Your objective:
Return each line of the records below that contains the string "plastic", copying every such line in full.

___ Data entries

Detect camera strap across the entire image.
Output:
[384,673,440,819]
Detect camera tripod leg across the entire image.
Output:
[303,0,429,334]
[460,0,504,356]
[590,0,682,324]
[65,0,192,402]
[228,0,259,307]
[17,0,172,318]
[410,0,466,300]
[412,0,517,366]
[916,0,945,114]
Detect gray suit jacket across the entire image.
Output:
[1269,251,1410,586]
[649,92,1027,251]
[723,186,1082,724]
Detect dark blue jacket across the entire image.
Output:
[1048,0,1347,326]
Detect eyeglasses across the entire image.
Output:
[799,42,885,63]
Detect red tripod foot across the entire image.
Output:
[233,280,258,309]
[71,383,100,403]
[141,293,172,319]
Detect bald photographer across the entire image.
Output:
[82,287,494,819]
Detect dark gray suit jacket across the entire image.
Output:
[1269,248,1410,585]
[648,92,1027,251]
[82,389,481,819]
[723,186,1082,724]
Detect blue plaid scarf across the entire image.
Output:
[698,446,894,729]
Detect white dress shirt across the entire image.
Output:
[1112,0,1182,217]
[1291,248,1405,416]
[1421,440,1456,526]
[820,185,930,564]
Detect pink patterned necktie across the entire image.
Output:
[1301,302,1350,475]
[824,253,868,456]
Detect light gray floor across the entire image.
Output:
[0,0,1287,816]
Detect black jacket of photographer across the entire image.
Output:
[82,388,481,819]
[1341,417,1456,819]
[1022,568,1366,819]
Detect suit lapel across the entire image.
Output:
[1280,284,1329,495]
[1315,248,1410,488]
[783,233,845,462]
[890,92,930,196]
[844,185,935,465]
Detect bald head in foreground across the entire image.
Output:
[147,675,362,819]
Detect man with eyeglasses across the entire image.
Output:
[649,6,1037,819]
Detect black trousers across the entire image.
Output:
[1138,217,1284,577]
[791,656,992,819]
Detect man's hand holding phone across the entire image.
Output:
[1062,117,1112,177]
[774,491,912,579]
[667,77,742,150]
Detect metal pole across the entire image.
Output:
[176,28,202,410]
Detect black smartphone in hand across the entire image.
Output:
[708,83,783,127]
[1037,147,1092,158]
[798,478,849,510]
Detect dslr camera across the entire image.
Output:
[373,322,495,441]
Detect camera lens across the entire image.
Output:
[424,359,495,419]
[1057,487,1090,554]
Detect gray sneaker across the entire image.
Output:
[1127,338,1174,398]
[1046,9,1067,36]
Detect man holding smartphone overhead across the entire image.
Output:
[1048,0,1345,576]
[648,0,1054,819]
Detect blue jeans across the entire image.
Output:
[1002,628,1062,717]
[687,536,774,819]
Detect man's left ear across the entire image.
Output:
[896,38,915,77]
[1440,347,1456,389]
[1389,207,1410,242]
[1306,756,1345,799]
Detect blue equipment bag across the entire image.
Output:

______
___ Data entries

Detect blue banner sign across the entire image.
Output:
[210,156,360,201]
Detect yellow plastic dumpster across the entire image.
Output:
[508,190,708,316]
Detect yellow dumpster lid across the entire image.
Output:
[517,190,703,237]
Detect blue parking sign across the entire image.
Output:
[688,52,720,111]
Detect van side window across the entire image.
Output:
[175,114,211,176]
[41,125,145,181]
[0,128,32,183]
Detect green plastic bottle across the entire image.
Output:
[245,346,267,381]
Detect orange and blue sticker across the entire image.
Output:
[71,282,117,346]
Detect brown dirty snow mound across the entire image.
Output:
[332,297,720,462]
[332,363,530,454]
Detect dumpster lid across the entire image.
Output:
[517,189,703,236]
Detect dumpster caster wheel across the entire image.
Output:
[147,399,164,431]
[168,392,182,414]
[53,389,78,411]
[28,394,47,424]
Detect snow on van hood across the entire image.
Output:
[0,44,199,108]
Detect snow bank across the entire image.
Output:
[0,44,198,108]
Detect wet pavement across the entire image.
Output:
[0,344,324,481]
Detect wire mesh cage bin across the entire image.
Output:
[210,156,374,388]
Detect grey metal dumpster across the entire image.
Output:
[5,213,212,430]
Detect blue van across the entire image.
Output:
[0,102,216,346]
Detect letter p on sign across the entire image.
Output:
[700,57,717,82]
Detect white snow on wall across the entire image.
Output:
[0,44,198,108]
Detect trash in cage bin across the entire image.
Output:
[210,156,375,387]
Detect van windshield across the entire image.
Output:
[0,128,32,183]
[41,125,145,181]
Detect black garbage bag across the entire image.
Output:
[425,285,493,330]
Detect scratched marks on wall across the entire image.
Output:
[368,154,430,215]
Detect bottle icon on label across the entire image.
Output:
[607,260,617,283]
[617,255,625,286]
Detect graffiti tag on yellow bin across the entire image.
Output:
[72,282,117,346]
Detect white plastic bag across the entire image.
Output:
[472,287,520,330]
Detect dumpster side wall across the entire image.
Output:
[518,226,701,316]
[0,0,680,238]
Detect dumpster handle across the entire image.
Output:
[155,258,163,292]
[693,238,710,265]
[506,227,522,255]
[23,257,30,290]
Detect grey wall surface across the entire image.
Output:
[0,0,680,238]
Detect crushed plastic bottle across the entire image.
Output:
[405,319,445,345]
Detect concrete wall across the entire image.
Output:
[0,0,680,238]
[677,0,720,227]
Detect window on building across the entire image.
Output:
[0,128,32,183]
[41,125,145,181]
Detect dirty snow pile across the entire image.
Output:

______
___ Data entries

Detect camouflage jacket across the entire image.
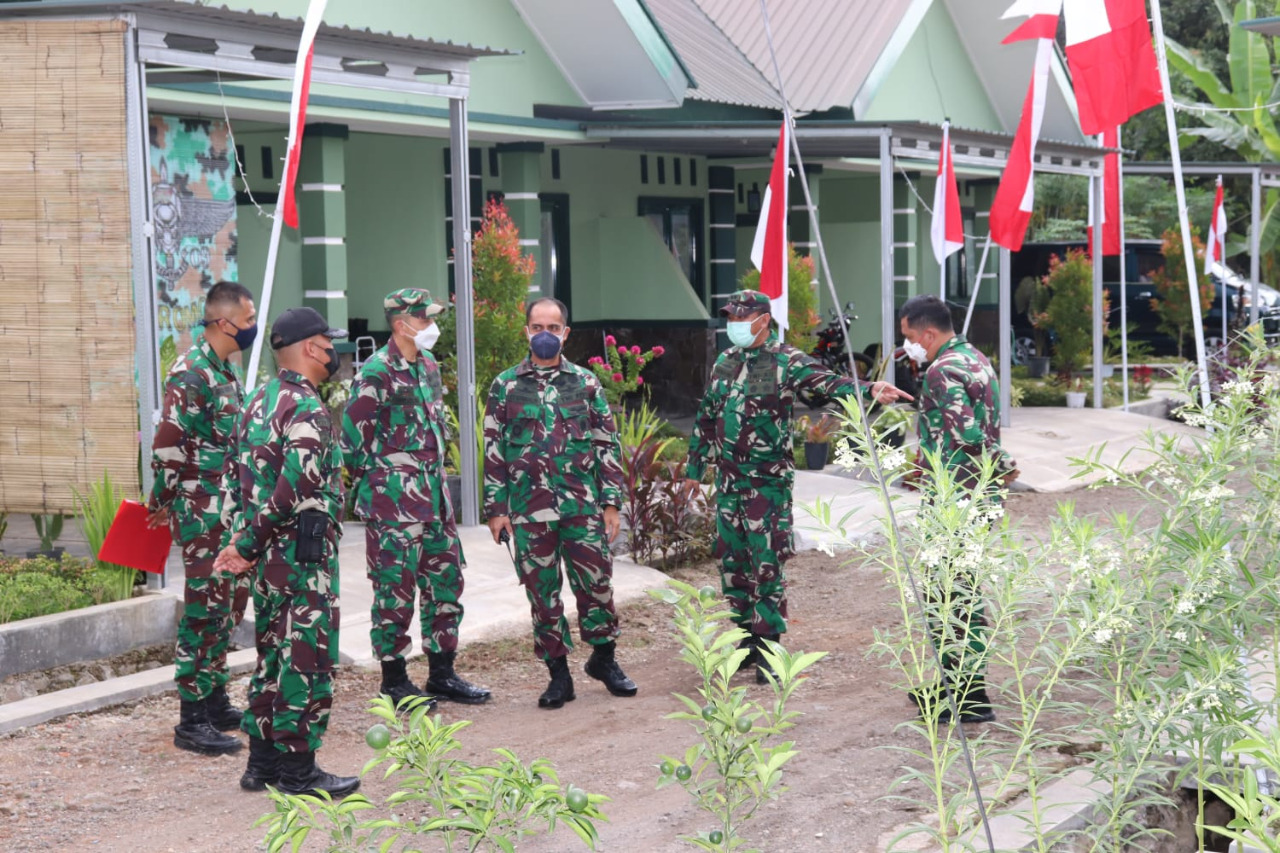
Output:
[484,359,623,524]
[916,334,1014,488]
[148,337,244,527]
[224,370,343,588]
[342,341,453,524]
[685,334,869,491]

______

Task solution:
Detect yellow plastic dumpster across the entire image.
Detect green plastic bottle across the entire image.
Detect white plastic bag across the entire image.
Detect crushed plastic bottle across the entire image.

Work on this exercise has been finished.